Aim of the exercise: Pull out everything from the line containing "handle in this photo." down to the last of the lines below, and reproduce it word for word.

[Point-based annotation data]
----------------------------------------
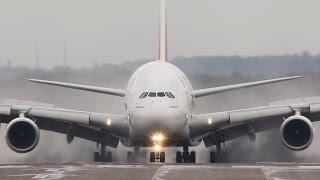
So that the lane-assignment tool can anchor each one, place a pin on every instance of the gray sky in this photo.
(114, 31)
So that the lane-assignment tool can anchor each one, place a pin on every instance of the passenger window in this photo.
(172, 95)
(161, 94)
(141, 95)
(145, 95)
(168, 94)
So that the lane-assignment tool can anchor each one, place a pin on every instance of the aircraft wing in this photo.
(103, 90)
(215, 90)
(247, 122)
(85, 125)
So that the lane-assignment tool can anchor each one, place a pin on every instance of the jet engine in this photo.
(297, 132)
(22, 135)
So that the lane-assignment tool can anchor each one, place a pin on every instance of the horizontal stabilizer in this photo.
(110, 91)
(215, 90)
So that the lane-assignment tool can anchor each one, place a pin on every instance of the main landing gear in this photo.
(103, 155)
(219, 156)
(157, 157)
(136, 155)
(186, 156)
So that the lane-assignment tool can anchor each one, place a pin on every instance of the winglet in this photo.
(163, 44)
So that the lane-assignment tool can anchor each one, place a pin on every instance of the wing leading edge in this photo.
(243, 122)
(215, 90)
(110, 91)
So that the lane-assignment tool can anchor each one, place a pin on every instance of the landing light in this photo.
(158, 138)
(157, 147)
(108, 122)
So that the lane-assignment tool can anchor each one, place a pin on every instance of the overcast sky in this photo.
(114, 31)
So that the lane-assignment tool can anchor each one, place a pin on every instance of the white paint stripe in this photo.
(246, 167)
(12, 166)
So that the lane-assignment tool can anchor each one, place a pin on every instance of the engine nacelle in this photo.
(22, 135)
(297, 132)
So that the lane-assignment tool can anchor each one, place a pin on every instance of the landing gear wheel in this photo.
(185, 157)
(96, 157)
(106, 157)
(157, 157)
(109, 157)
(152, 157)
(130, 157)
(178, 157)
(192, 157)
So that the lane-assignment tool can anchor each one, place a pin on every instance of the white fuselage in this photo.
(154, 112)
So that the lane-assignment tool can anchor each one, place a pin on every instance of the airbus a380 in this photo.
(159, 103)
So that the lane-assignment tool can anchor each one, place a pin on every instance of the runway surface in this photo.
(85, 171)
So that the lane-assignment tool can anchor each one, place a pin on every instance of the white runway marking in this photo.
(13, 166)
(160, 173)
(52, 173)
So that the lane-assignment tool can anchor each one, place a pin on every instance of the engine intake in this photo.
(297, 132)
(22, 135)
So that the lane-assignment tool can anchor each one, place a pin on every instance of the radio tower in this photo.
(37, 54)
(65, 52)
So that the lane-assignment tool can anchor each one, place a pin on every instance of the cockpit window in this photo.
(158, 94)
(145, 95)
(142, 95)
(168, 94)
(161, 94)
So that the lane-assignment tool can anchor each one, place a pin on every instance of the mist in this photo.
(53, 147)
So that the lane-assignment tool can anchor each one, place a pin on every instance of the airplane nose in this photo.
(157, 117)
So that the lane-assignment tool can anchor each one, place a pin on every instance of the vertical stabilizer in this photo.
(163, 49)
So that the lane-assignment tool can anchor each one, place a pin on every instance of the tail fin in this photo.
(163, 49)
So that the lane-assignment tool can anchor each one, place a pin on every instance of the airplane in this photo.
(159, 103)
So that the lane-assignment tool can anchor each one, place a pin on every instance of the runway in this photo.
(85, 171)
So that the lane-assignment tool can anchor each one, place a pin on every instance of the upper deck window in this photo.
(161, 94)
(172, 96)
(158, 94)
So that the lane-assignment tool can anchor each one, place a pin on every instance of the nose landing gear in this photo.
(103, 155)
(186, 156)
(157, 157)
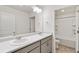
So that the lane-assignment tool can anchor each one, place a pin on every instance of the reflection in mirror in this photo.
(15, 20)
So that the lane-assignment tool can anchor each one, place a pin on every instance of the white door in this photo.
(65, 28)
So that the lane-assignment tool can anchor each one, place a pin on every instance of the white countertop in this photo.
(7, 46)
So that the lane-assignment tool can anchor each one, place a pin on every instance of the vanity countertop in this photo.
(7, 46)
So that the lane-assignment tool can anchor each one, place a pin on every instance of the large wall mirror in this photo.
(16, 20)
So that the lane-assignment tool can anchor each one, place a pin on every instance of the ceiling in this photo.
(24, 8)
(28, 8)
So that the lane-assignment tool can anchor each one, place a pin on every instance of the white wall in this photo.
(46, 18)
(21, 20)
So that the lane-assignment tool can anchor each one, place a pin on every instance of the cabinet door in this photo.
(36, 50)
(44, 47)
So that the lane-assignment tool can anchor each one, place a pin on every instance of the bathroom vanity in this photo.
(35, 43)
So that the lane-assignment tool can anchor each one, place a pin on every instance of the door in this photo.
(77, 29)
(7, 24)
(65, 28)
(44, 47)
(32, 24)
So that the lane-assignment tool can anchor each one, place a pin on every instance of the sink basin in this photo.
(19, 41)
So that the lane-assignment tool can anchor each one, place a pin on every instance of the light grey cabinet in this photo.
(30, 48)
(44, 48)
(36, 50)
(46, 45)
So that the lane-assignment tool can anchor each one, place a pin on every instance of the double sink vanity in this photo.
(33, 43)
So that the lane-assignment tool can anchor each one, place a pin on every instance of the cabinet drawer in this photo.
(28, 48)
(46, 39)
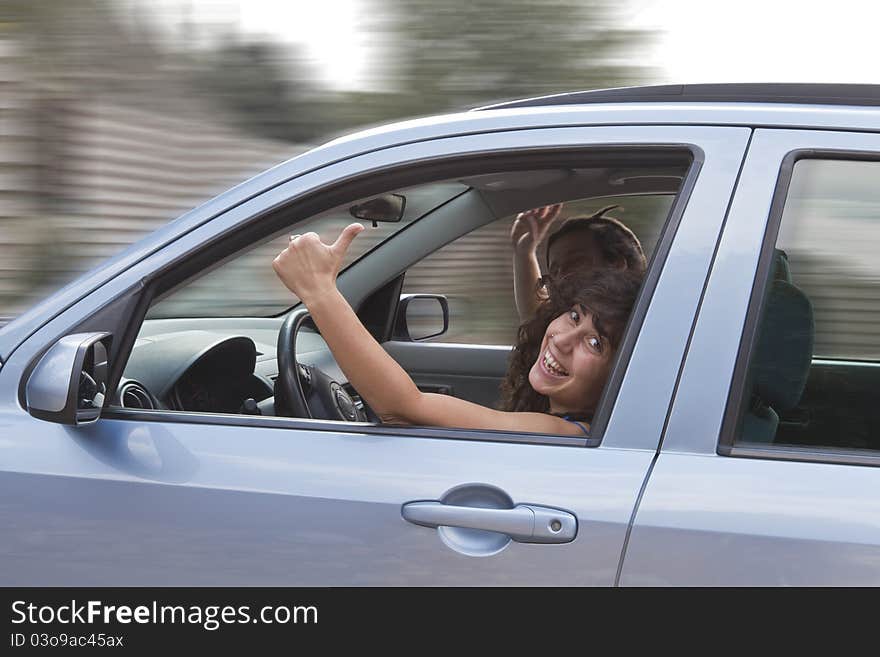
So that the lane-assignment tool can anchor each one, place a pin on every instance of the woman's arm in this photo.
(527, 231)
(308, 267)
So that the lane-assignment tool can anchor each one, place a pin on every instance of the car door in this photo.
(166, 498)
(727, 507)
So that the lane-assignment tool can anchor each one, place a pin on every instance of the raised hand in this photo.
(531, 226)
(308, 267)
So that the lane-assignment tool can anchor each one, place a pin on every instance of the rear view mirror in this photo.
(69, 383)
(386, 208)
(421, 316)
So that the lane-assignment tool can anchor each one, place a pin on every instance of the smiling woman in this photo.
(581, 323)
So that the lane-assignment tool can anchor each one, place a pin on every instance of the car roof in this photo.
(811, 94)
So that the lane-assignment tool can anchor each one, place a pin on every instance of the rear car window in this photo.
(814, 369)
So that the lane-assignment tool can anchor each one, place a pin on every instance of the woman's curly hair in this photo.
(606, 294)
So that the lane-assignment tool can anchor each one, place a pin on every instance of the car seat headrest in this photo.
(784, 349)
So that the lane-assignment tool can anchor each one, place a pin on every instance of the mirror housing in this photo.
(387, 208)
(69, 383)
(421, 317)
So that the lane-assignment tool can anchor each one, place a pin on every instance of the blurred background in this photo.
(119, 115)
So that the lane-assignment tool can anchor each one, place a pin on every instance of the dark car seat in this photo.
(782, 355)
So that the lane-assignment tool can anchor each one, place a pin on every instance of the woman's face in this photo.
(573, 364)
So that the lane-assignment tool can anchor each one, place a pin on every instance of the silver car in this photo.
(172, 418)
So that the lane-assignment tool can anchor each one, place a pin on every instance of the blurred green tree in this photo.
(460, 53)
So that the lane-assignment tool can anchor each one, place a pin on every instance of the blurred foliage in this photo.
(461, 53)
(430, 57)
(63, 58)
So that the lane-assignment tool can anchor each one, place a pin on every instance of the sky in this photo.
(699, 40)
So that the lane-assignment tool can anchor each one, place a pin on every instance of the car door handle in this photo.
(524, 523)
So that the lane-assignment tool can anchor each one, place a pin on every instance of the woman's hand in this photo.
(308, 267)
(531, 226)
----------------------------------------
Task response:
So that the lane-assignment tool can anchor each one, place a pin on every instance of the car door handle in this photo.
(524, 523)
So that the lane-assignment tool can anchor each one, place a pin on every instance of the woman's hand in this photo.
(308, 267)
(531, 226)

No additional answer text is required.